___ Passage
Well, I have no idea about the real existence of ETs, but the most likely outcome of our close encounter with them wouldn’t be dramatic ontological or theological transformations in our personal self-understanding.

If (as we learn in Men in Black) the intelligent life forms are screwed-up aliens (wanderers and wonderers lost in the cosmos like us), that would, if anything, strengthen our faith. (Especially if they had faith.)  Our discovery of them might confirm the superiority of Christian anthropology to its rivals.

If the ETs were pure, untroubled, benign intelligence, as Carl Sagan imagines, then there would be faith issues, I think. We might consider the possibility that they are as we would be if it weren’t for the Fall. But pure consciousness or pure minds might disconfirm the conclusion we can reach based on our experience so far. Being open to the truth about all things and technological exploration are only qualities of persons, who are neither minds nor bodies nor some simple combination of the two.

I don’t know of any “faith issue” that arises from the discovery of unconscious life somewhere else. In general, the Christian belief is that God cares for each of us persons in particular — special creation is on the personal level. That doesn’t even preclude the existence of said creatures in quite different biological forms elsewhere in the cosmos.

And we can’t forget the “personal issues” that arise in the absence of faith that cause so many scientists to hope without real evidence that there are ETs out there that can somehow save us from ourselves. If they’re out there, they’ll probably take us out to satisfy their own needs or as a security threat.

Then there’s the decisively personal view of Interstellar, which is something like if there are more advanced beings out there who can save us from our natural fate, they would have to be more evolved versions of ourselves. I think the concluding scientific details of that film are presented as a form of wish fulfillment that’s more reasonable than Sagan’s. But it’s a short hop from such musings about love and gravity to the conclusion that the logos that governs the cosmos is somehow personal.
______
___ Dataset extract
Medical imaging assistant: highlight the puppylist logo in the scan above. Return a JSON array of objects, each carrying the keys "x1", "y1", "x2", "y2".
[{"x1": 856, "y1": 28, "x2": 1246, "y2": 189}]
______
Copy the passage on extraterrestrials and faith from "Well, I have" to "our personal self-understanding.", swapping "ETs" for "extraterrestrials".

Well, I have no idea about the real existence of extraterrestrials, but the most likely outcome of our close encounter with them wouldn’t be dramatic ontological or theological transformations in our personal self-understanding.